> ABOUT THIS EXERCISE
In the data that follows, every line containing the word "railing" should be returned.

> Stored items
════════════════

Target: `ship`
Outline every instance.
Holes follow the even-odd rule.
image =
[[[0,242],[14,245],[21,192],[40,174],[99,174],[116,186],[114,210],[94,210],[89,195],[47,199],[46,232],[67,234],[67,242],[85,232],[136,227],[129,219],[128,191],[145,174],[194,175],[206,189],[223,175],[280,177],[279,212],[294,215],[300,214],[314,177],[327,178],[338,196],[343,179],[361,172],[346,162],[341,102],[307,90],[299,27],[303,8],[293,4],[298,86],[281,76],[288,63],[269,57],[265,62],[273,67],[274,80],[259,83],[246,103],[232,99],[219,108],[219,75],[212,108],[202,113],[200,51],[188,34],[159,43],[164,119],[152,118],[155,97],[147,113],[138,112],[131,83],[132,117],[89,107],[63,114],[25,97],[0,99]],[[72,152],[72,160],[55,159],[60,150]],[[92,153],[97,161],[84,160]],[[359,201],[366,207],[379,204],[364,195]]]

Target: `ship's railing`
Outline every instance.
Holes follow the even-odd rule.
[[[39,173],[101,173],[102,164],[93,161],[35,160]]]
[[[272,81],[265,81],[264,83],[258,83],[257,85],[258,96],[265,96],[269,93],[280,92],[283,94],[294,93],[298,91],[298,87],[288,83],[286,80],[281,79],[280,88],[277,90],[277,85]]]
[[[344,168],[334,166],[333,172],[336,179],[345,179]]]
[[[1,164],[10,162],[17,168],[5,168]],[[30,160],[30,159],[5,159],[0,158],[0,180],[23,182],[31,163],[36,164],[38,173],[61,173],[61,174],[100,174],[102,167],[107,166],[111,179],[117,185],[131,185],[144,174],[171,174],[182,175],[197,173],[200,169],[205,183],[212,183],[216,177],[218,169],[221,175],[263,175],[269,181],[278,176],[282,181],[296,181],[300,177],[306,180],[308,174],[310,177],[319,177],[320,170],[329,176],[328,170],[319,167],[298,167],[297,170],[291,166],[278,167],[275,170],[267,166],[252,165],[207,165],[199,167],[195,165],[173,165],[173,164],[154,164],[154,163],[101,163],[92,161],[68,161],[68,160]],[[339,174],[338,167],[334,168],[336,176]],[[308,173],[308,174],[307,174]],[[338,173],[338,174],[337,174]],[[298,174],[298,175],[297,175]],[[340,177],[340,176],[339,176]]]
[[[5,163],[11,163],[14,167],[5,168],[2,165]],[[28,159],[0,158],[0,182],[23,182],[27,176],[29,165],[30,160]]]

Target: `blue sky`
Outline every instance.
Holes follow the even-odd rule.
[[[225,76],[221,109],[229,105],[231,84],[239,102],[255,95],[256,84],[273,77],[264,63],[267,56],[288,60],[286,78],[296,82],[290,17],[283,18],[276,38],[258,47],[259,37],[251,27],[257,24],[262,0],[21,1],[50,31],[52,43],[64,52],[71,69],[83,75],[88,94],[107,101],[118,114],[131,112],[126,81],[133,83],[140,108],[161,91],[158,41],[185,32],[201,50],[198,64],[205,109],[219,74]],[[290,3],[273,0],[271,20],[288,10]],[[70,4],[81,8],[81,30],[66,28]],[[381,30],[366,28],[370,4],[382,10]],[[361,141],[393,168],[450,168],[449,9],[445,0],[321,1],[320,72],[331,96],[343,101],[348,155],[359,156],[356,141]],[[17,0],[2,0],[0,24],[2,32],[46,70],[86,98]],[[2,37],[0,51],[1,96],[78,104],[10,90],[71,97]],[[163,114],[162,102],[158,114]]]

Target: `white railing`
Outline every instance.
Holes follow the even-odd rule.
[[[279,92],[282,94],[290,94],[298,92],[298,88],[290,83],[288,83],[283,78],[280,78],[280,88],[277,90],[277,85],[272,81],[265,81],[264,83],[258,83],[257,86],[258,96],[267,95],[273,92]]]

════════════════

> SOLVED PROBLEM
Target: `ship's railing`
Target: `white railing`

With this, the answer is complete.